Given problem: Make an exact copy of the lines below.

##### Record set #####

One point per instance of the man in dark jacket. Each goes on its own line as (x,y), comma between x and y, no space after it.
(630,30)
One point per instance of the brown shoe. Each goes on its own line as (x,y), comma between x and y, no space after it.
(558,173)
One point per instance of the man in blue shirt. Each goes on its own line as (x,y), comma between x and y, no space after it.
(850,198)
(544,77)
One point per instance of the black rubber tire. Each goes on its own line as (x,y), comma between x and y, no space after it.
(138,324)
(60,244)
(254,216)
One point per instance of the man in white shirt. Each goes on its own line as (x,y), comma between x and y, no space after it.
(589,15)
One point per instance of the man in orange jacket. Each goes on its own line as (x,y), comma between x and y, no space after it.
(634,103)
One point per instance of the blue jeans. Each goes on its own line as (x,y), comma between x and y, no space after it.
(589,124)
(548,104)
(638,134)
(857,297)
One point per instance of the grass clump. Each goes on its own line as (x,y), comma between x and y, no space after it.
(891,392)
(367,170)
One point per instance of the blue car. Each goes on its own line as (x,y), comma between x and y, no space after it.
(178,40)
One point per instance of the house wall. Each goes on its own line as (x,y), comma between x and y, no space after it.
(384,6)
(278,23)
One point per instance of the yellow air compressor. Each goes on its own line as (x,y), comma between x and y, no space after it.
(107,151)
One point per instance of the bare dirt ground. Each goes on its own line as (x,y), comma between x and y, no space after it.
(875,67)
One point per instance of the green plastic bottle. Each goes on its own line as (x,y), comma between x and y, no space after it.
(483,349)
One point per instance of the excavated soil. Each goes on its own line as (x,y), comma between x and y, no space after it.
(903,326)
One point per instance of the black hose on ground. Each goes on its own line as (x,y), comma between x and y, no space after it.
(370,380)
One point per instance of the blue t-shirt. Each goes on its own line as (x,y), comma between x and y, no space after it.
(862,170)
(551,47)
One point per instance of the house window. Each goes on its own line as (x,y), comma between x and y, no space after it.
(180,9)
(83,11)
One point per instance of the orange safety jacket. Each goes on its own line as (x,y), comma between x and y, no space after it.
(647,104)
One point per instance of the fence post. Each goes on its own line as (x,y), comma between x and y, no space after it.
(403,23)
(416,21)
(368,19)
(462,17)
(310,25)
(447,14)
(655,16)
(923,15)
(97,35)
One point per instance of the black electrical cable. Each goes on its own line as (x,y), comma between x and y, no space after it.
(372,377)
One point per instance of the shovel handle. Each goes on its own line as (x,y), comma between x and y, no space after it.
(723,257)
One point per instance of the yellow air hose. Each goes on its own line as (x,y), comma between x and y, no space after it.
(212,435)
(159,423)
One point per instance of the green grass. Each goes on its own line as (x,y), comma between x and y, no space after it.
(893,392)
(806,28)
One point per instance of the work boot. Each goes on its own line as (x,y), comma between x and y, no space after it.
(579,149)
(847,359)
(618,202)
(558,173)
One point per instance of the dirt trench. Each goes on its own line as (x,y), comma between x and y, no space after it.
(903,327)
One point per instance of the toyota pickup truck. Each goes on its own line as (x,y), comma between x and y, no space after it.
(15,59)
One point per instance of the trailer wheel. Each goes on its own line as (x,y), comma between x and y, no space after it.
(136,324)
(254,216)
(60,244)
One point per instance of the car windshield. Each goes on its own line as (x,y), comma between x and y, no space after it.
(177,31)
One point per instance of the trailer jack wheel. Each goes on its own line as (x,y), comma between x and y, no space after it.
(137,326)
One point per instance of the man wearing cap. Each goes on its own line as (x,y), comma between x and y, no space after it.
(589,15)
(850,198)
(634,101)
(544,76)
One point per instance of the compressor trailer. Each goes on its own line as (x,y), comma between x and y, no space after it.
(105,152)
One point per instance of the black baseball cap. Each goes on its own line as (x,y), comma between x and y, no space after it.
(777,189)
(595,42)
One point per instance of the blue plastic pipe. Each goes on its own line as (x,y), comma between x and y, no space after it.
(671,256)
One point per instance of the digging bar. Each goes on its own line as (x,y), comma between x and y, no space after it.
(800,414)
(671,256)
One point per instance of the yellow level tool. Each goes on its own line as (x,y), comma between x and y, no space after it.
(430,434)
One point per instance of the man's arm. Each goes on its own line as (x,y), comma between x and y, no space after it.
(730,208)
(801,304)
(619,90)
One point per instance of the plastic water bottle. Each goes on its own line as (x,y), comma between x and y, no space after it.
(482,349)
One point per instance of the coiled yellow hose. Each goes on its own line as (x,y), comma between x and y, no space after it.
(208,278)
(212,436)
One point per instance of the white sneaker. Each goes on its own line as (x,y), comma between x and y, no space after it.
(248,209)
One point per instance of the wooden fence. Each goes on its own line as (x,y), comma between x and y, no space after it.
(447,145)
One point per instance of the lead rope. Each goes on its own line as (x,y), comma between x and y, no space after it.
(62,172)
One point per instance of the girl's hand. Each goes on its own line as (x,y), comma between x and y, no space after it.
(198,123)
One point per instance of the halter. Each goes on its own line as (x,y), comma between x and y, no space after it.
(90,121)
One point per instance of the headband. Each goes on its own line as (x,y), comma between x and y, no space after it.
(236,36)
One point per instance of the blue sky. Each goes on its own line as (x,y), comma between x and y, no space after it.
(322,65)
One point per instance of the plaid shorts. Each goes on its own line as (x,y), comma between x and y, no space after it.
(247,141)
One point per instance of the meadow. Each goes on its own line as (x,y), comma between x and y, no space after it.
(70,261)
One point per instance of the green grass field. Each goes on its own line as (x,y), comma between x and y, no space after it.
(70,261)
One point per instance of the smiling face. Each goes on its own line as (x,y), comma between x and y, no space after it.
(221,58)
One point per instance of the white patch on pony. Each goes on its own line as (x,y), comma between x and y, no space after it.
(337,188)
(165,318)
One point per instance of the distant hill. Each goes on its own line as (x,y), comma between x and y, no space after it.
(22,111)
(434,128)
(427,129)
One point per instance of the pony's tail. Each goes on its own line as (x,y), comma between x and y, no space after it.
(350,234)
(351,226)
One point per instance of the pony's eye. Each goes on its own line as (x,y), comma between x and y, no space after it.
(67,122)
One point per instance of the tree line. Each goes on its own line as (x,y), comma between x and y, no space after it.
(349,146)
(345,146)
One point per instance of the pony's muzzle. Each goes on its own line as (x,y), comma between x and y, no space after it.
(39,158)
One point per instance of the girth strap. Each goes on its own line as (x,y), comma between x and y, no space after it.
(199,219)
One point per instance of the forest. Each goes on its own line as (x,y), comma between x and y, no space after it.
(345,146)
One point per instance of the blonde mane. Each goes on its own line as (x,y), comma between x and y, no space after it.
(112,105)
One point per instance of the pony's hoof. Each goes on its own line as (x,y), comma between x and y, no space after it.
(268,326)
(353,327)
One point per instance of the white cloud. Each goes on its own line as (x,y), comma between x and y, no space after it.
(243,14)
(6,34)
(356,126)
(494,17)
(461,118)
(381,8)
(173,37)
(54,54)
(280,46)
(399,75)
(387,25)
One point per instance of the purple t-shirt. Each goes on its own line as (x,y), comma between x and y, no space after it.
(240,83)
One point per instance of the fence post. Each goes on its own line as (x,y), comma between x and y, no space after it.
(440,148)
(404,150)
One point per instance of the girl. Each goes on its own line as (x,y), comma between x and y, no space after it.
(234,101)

#####

Correct result:
One point per instance of the man in dark jacket. Each goes on its own line as (x,y), comma between x and y, no space after it.
(630,30)
One point per instance of the brown shoe. Each goes on its own line as (x,y), comma between x and y, no space after it.
(558,173)
One point per instance of the man in blue shirt. Each goes on its own line as (x,y), comma between x and y, no space after it.
(850,198)
(544,77)
One point per instance of the black rubber tire. Each goes on its own line as (x,y), comma between x and y, no space after it.
(138,324)
(60,244)
(254,216)
One point per instance of the man in white shirt. Each goes on its own line as (x,y), comma between x and y, no space after it.
(589,15)
One point per instance of the man in orange jacket. Each goes on its own line as (x,y), comma between x and y, no space after it.
(634,103)
One point per instance of the blue jeans. Each goes on its own line as (x,y), comma between x and y, no space after it.
(589,124)
(548,104)
(638,134)
(857,297)
One point per instance of the grass clump. Each goes on its own line as (x,y), comma between x and y, no space after it.
(891,392)
(367,170)
One point per instance of the blue car. Each goes on its own line as (x,y), comma between x and y, no space after it.
(178,40)
One point per instance of the house wall. Each goes on its own line as (x,y), comma between x and y, no space after it.
(384,6)
(278,23)
One point per instance of the yellow air compressor. Each goes on its own line as (x,y), comma between x and y, no space after it.
(107,151)
One point per instance of the bare dirt ground. Each goes on its own line as (x,y), comma between x and y, no space after it.
(875,67)
One point per instance of the green plastic bottle. Each goes on its own line as (x,y), comma between x and y, no space after it.
(483,349)
One point per instance of the excavated soil. Each goes on its own line as (x,y), comma between x and y, no space after it.
(903,326)
One point per instance of the black hose on ground. Each goes on its own line as (x,y), comma between x and y, no space after it.
(370,380)
One point per instance of the blue t-shirt. Each goes on its own line as (x,y), comma between x and y, no space after it.
(862,170)
(551,47)
One point per instance of the house window. Each goes on its own line as (x,y), comma between x and y, no space after it.
(180,9)
(83,11)
One point per instance of the orange safety jacket. Each goes on its own line as (x,y), comma between x and y, no space after it.
(647,104)
One point per instance of the fence post. Each goes on its own line as (x,y), comma between x and y, no space after it.
(403,23)
(416,21)
(368,19)
(462,17)
(310,25)
(447,14)
(655,16)
(923,15)
(97,35)
One point per instance of the black electrical cable. Each goes on its own line as (x,y), comma between x and y, no space after it.
(372,377)
One point per instance of the shovel handle. Each goes on its own line as (x,y), comma between x and y, no space after it.
(723,257)
One point per instance of the yellow air hose. Each goes on its own line as (x,y), comma between x and y, no space after it.
(212,435)
(159,423)
One point per instance of the green grass. Each goes on its own line as (x,y), comma between x and y, no space after it.
(893,392)
(806,28)
One point per instance of the work boot. Each goes on its own line as (x,y), comma between x and y, no space after it.
(579,149)
(847,359)
(618,202)
(558,173)
One point per instance of the dirt trench. Each goes on its own line as (x,y), comma between x and y, no space after it.
(903,327)
One point per instance of the toyota pickup truck. Each goes on its own line as (x,y), comma between x and y, no space after it.
(15,59)
One point per instance of the trailer wheel. Each goes on its own line as (x,y), comma between x and y, no space after it.
(136,324)
(254,216)
(60,244)
One point per instance of the car windshield. Each goes on its own line as (x,y), comma between x and y, no space after it.
(177,31)
One point per instance of the trailer jack wheel. Each goes on its own line as (x,y), comma between x and y, no space after it.
(137,326)
One point per instance of the man wearing cap. Each goes on its own line as (x,y), comma between x and y, no space after it.
(589,15)
(850,198)
(634,101)
(544,76)
One point per instance of the compressor trailer. Each goes on its own line as (x,y), comma between x and y, no space after it.
(105,152)
One point per instance of the black baseball cap. Each goes on its own line as (x,y), comma between x and y, no space after it.
(777,189)
(595,42)
One point per instance of the blue plastic pipe. Each goes on its own line as (x,y), comma between x and y, no space after it.
(671,256)
One point per instance of the digging bar. Each goes on its own line as (x,y), comma between x and y, no space after it.
(800,414)
(671,256)
One point per instance of the yellow level tool. Each goes on its own line as (x,y), comma between x and y, no space after it.
(430,434)
One point per instance of the man's arm. Each goes on its own line as (x,y), comma between x and y, no space after it.
(730,208)
(801,304)
(619,90)
One point per instance of the plastic water bottle. Each goes on its own line as (x,y), comma between x and y, no space after it.
(482,349)
One point per instance of the coiled yellow hose. Each goes on its own line as (x,y), comma between x and y, no space after it.
(208,278)
(212,436)
One point per instance of the white sneaker. Each goes on its own line as (x,y), comma between x and y, no space after it.
(248,209)
One point per instance of the wooden fence. Each goes on its own line as (x,y), comma between x and y, no space after it.
(447,145)
One point per instance of the lead rope. Each goes on its own line as (x,y), comma between x and y, no space after it.
(62,172)
One point per instance of the girl's hand. Each goes on its own line as (x,y), comma between x and y, no space after it.
(198,123)
One point per instance of the halter. Each goes on its own line as (x,y), comma between x and y, no space after it.
(90,121)
One point per instance of the headband. Each goes on its own line as (x,y), comma between x and y, no space after it.
(236,36)
One point per instance of the blue sky. Each goes on its own line as (x,y), comma between x and y, no space after it.
(322,65)
One point per instance of the plaid shorts. Each goes on its own line as (x,y), comma between x and y, no space after it.
(247,141)
One point per instance of the meadow. Each goes on its own line as (x,y), comma between x and y, no space after it.
(70,261)
One point per instance of the green grass field. Each goes on its own line as (x,y), comma between x and y, no space after it.
(70,261)
One point per instance of the smiling face. Each goes on its own line as (x,y), comma between x and y, no space after it.
(221,58)
One point per instance of the white patch on pony. Each goes on its own line as (x,y), comma between x and y, no space after it.
(337,188)
(165,318)
One point per instance of the distant hill. Each goes on its own line as (x,y), comma between x and y, no space after it.
(22,111)
(434,128)
(427,129)
One point per instance of the pony's tail. Each goes on its own line as (x,y), comma between x and y, no space after it.
(350,234)
(351,226)
One point per instance of the pony's eye. Each goes on its own line as (x,y), comma between x and y, no space after it.
(67,122)
One point per instance of the tree line. Each goes on its own line as (x,y), comma between x and y, no space after it.
(349,146)
(345,146)
One point per instance of the pony's muzzle. Each goes on its own line as (x,y), comma between x and y, no space after it.
(39,158)
One point per instance of the girth strap. Each goes on its own line as (x,y), comma between x and y, no space after it.
(199,219)
One point per instance of the forest. Each goes on its own line as (x,y), comma between x and y, no space after it.
(345,146)
One point per instance of the blonde mane. Each goes on its own line as (x,y), comma between x and y, no space after it.
(112,105)
One point per instance of the pony's hoof. Each goes on its own line as (x,y), comma between x and y, no space after it.
(268,326)
(353,327)
One point per instance of the white cloud. Each goes on its own line as (x,y), comma between x and y, no space after it.
(243,14)
(6,34)
(356,126)
(494,17)
(461,118)
(381,8)
(173,37)
(54,54)
(280,46)
(399,75)
(387,25)
One point per instance of the purple t-shirt. Each goes on its own line as (x,y), comma between x and y, no space after it.
(240,83)
One point per instance of the fence post. Each goes on its own line as (x,y), comma between x and y, no space after it.
(440,148)
(404,150)
One point per instance of the girl. Each goes on its own line as (x,y), comma between x and y, no space after it.
(234,101)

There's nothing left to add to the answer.